# WORK REQUIRED
Reproduce the records below in full and without edits, omitting images.

# EXERCISE MATERIALS

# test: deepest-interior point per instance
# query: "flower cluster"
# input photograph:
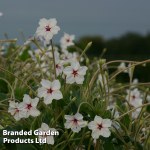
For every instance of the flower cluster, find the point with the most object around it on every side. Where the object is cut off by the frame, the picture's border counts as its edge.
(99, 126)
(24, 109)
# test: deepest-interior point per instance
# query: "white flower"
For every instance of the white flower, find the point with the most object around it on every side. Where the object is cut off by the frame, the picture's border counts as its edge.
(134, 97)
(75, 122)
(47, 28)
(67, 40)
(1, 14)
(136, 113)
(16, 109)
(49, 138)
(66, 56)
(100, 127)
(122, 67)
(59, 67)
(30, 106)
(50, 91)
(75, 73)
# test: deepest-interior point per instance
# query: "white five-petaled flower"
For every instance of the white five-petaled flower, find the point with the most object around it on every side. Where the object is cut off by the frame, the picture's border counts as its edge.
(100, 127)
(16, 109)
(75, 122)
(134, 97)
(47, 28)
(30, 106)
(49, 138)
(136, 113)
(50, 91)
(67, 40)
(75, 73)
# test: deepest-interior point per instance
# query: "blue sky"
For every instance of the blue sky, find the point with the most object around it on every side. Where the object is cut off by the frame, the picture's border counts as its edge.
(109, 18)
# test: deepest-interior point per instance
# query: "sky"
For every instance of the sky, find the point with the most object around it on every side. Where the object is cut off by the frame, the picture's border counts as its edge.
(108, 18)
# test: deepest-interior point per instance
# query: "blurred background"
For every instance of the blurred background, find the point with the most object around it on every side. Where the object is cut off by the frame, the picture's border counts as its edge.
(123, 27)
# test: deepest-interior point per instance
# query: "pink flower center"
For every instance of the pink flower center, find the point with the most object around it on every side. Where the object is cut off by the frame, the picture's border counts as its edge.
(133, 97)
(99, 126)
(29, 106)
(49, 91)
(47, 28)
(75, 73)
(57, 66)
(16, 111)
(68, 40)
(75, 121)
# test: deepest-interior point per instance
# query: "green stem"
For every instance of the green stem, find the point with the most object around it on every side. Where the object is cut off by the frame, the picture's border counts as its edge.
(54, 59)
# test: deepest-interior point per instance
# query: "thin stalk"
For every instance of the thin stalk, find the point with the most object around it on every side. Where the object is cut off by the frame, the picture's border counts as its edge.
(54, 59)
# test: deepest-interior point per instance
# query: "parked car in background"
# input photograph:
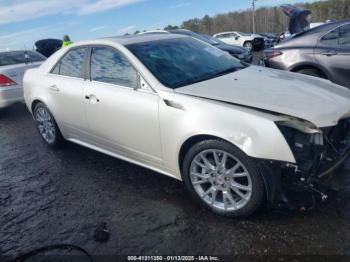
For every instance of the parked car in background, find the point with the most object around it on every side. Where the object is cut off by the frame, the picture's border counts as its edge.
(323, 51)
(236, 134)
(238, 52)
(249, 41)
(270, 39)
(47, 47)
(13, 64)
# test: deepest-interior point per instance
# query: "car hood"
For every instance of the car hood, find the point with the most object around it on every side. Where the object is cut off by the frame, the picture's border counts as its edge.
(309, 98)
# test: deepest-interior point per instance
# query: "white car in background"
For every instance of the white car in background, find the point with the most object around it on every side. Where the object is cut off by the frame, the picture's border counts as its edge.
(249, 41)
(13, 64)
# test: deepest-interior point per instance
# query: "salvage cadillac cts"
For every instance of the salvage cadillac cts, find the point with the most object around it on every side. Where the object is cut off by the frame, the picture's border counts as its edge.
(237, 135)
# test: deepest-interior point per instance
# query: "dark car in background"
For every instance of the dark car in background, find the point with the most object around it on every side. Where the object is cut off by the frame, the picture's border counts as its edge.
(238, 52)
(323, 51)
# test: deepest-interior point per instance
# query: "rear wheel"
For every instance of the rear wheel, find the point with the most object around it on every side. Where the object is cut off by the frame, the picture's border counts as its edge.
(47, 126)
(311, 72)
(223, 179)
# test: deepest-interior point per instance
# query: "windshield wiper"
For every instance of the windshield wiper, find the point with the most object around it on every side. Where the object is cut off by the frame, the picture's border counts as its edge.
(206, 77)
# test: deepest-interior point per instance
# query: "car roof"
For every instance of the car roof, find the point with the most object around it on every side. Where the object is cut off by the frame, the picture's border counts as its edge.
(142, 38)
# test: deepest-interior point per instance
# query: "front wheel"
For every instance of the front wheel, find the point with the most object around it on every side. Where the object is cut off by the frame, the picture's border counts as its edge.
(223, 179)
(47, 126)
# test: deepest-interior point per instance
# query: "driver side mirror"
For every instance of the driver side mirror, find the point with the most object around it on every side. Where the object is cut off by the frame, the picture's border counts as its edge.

# OUTPUT BELOW
# test: deepest-interior point per instance
# query: "flower cluster"
# input photograph:
For every instance of the flower cluster, find the point with the most object around it on every side. Where the object is cut off by the frame, the picture's border counts as its edge.
(99, 126)
(24, 109)
# test: deepest-interior point per instance
# query: "white flower"
For every instance of the white flower, find the point with the most object around it on every side. Where the object is cut off by the frame, the picture's border counts as its edge.
(134, 97)
(75, 122)
(47, 28)
(67, 40)
(1, 14)
(136, 113)
(16, 109)
(49, 138)
(66, 56)
(100, 127)
(122, 67)
(59, 67)
(30, 106)
(50, 91)
(75, 73)
# test: deepest-interior point per instance
# query: "white five-petaled flower"
For every instance of the white five-petaled flower, find the point with the most object around it on every side. Where the object is cut off by the frame, the picture's border counts as its edge.
(100, 127)
(16, 109)
(75, 122)
(134, 97)
(47, 28)
(30, 106)
(49, 138)
(136, 113)
(50, 91)
(67, 40)
(75, 73)
# test: deepest-interior point per instance
# query: "blue sky"
For every instance of the blue sky, find the point with the most object around it on every side. Where the object is cut off by the frame, the picture's border counts as its edge.
(109, 18)
# test: deepest-interior point per instance
# query: "sky"
For every instance of the sky, find the point with the most object around it on every side. Where the object is cut off by the frame, the picture's border counts as its edge.
(108, 18)
# test: deepest-interior point per instance
# query: "blurred background"
For every instance of the blurred background, find the point with the most object around it on every side. Where the object is cut off by the frame, the picture's border counts as its edge.
(123, 27)
# test: deepest-interior point per instance
# query: "pink flower center"
For every instance of the pink flower center, find the point with the most object around it on every side. Where the object is cut off by the frame, the picture's border counts as its edge.
(133, 97)
(99, 126)
(29, 106)
(49, 91)
(47, 28)
(75, 73)
(57, 66)
(16, 111)
(68, 40)
(75, 121)
# test: deepest-interior point per instance
# query: "green stem"
For every instance of the green stem, find the point with the most object around it on every side. Where the object is cut off by the frame, the picture's border counts as its edge.
(54, 59)
# test: deepest-interior point per instance
# query: "thin stalk"
For every instance of the thin stalk, find the point with the most object around it on every side. Where the object is cut off by the frame, the picture's border counts as its edge.
(54, 59)
# test: deepest-interior point per instance
# query: "parked car in background"
# input photograph:
For every instance of the parked car in background, find the point with the most object around it on every side. Where the object is cut off by the frame, the picture's border counts as its edge.
(323, 51)
(236, 134)
(238, 52)
(249, 41)
(270, 39)
(47, 47)
(13, 64)
# test: deepest-interior point per instance
# query: "car hood"
For every instance of the car hood, find the point with the most object around it on every side. Where the object is cut off by the frame, the picture's border counts as its edge.
(309, 98)
# test: deepest-interior point per instance
# query: "white car in background"
For every instance of the white car in background, find the point with the most object around it on every side. Where the object is cut off by the frame, the picture's border counts as its edge.
(249, 41)
(13, 64)
# test: deepest-interior point per instance
# query: "salvage cadillac cts"
For every instance of the salvage cadillac cts, find the point with the most object around it on every side. Where the object is cut off by the frame, the picture's border counts as its edge.
(237, 135)
# test: deepest-interior point per instance
# query: "dark car in background"
For every instance of the dark car in background, find the point with the most object around it on every side. Where the object is cut off by the frame, the picture's border counts as its edge.
(238, 52)
(323, 51)
# test: deepest-interior point per instance
# query: "rear wheel"
For every instance of the rear wheel, find the point with the most object around it on every side. Where the object is cut off by the frame, the picture's border counts as its edge.
(47, 126)
(311, 72)
(223, 179)
# test: deepest-interior point per instance
# query: "windshield wiper"
For every instance of the windshield wiper, find the point with the most object around it on every side. Where the object is cut off by the frame, the picture's border counts as its edge.
(206, 77)
# test: deepest-interior point per instance
# query: "car roof"
For every instance of the car roof, find the point with the most object around it on every side. Where the object is cut off by the frame, the picture's border counts as its edge.
(142, 38)
# test: deepest-interior point per instance
# query: "front wheel"
For every instance of the front wheel, find the point with the most object around it on every side. Where the object is cut off by the frame, the picture's border counts as its edge.
(223, 179)
(47, 126)
# test: deepest-interior point per instance
# query: "driver side mirror"
For every instance of the driver side mirror, find the point with the most object around it on every side. Where the object is cut off by the frame, the picture's border counts as its edge.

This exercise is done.